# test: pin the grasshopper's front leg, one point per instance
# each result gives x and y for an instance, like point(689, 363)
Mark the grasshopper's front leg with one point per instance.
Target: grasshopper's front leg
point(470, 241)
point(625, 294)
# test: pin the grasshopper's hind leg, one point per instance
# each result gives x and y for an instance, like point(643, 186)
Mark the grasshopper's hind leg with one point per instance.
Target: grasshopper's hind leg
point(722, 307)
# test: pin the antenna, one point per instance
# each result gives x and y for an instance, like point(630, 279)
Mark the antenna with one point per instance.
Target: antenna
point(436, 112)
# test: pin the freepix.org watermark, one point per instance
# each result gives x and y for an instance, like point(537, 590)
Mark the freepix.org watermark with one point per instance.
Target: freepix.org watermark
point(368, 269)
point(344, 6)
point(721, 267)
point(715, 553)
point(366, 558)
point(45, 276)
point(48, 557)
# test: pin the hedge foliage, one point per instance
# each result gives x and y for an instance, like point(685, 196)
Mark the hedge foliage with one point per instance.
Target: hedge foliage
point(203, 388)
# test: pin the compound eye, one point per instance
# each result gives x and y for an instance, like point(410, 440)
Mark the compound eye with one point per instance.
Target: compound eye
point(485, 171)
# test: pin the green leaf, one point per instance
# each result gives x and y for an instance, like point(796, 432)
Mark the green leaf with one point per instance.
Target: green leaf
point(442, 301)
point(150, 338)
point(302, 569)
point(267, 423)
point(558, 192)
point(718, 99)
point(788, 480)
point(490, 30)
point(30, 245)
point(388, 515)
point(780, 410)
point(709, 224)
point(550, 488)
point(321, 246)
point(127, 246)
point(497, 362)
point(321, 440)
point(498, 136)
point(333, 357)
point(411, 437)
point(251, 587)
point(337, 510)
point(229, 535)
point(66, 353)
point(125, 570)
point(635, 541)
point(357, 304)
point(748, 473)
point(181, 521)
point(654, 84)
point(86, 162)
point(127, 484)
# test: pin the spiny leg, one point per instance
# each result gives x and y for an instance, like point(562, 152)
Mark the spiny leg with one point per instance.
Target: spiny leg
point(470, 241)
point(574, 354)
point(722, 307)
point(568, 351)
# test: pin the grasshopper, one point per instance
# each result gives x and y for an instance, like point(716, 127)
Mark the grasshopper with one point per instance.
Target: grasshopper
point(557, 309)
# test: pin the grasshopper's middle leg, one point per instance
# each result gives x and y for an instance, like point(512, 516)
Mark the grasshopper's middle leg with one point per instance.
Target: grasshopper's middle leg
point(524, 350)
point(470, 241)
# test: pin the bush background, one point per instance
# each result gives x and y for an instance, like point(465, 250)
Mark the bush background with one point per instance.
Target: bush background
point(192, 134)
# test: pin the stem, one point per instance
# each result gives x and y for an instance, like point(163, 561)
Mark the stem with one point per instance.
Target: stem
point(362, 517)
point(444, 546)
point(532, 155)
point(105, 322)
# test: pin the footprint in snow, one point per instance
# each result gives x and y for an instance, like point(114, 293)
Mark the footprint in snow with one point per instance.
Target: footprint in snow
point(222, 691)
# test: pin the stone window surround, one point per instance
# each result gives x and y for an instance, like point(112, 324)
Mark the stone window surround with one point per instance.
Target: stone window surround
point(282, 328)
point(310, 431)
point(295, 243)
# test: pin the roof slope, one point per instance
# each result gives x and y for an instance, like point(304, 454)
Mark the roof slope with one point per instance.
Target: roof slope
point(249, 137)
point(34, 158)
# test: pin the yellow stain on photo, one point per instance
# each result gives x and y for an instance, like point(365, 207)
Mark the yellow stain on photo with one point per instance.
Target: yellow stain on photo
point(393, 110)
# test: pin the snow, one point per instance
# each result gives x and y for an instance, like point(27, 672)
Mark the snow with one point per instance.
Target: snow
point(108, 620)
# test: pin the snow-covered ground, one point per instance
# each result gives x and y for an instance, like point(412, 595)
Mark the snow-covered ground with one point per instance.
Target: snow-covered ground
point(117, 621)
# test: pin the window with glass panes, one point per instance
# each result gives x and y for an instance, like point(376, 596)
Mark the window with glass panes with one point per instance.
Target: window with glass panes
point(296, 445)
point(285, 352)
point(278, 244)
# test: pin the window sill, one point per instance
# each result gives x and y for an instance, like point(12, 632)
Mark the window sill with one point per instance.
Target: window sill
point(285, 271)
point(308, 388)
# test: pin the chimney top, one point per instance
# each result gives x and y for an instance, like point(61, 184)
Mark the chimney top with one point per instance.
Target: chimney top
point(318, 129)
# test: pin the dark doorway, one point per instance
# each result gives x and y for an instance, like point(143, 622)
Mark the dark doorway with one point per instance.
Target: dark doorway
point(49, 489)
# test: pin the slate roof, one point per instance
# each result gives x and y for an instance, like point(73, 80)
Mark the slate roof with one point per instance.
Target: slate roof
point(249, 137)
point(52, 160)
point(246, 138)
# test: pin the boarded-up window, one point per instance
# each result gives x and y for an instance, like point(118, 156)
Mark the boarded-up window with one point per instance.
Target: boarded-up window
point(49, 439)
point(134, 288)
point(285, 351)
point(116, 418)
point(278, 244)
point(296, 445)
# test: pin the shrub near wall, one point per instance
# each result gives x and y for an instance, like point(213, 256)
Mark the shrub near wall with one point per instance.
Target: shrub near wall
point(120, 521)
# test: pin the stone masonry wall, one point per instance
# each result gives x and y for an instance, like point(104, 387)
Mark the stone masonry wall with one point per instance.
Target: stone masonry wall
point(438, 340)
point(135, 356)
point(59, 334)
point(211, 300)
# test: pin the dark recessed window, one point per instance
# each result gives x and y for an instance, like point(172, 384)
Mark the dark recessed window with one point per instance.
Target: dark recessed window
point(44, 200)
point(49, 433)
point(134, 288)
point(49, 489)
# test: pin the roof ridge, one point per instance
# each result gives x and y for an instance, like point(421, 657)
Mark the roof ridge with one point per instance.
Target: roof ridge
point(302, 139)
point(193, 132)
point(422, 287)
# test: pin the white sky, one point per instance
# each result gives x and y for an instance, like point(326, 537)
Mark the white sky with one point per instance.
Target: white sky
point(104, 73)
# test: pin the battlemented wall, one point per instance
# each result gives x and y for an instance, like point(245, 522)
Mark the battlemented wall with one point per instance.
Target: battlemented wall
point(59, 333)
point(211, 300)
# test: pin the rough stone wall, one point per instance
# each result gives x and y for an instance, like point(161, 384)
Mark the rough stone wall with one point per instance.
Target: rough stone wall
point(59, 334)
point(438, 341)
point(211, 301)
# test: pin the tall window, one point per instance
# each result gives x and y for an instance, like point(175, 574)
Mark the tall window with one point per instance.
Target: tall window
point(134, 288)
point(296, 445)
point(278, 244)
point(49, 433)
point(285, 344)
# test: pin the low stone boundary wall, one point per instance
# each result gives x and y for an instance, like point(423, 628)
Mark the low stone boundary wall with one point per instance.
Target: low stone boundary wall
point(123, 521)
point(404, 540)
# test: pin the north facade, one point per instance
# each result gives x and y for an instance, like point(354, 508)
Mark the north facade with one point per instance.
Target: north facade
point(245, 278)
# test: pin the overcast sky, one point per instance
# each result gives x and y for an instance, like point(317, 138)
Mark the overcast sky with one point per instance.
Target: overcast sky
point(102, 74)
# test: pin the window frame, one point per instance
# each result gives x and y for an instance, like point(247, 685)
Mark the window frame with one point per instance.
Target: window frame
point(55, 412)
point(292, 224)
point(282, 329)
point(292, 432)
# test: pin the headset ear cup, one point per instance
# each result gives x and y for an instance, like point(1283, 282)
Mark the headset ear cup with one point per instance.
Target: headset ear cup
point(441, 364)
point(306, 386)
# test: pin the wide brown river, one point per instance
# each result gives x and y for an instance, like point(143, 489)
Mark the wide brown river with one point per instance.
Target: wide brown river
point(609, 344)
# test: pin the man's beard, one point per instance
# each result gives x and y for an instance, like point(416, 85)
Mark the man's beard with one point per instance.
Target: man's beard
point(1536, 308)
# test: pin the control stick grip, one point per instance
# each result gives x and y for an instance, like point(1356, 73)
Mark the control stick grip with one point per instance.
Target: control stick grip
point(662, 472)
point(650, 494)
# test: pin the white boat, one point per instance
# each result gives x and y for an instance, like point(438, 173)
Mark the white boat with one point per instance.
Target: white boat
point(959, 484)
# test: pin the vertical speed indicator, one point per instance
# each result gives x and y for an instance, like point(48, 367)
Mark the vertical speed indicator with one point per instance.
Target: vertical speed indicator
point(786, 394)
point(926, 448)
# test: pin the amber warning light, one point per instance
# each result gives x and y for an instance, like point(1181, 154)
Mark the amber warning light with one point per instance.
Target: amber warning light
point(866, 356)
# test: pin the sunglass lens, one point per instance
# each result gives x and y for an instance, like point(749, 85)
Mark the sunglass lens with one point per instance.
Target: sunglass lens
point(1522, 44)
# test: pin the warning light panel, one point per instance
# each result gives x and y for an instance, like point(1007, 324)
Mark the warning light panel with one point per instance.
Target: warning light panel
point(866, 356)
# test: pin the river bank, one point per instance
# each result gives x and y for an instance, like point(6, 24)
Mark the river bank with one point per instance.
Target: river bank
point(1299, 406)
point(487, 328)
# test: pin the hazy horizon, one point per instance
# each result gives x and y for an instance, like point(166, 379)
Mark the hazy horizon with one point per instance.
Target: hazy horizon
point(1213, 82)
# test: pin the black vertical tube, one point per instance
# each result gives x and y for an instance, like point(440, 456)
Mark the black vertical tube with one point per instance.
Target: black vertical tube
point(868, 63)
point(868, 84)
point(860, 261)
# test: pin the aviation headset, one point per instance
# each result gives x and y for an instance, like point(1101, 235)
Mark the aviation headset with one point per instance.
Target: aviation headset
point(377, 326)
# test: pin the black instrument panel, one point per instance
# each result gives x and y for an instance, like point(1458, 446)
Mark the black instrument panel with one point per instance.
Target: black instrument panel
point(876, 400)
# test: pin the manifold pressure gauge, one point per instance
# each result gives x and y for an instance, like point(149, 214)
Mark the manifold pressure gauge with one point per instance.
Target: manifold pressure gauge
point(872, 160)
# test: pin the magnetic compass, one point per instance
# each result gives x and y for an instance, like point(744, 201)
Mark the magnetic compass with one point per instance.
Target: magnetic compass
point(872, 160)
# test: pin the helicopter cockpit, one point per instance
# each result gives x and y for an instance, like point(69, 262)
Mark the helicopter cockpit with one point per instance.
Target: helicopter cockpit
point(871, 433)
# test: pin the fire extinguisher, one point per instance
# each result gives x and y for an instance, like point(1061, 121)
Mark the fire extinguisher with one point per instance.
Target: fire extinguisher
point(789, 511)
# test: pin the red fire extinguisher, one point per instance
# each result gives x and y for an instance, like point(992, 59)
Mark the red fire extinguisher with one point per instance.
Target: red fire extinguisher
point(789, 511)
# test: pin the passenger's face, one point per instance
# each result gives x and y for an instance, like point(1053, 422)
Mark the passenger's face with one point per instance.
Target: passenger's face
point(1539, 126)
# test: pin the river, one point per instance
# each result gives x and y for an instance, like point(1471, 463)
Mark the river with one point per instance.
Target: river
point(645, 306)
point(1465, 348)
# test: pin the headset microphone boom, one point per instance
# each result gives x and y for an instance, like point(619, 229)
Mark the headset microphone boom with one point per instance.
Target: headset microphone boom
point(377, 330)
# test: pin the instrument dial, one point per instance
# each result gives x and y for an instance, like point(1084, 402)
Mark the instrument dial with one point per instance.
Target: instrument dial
● ● ●
▸ **Work to do**
Copy the lines word for word, starting at the very first one and ending at the line that contains "point(625, 294)". Include both of those lines and nothing past the second.

▸ **Result of this exercise**
# test: pin the grasshopper's front leg, one point per instance
# each result gives x and y for an instance, like point(689, 363)
Mark the grasshopper's front leg with one point per instance.
Target: grasshopper's front leg
point(470, 241)
point(625, 294)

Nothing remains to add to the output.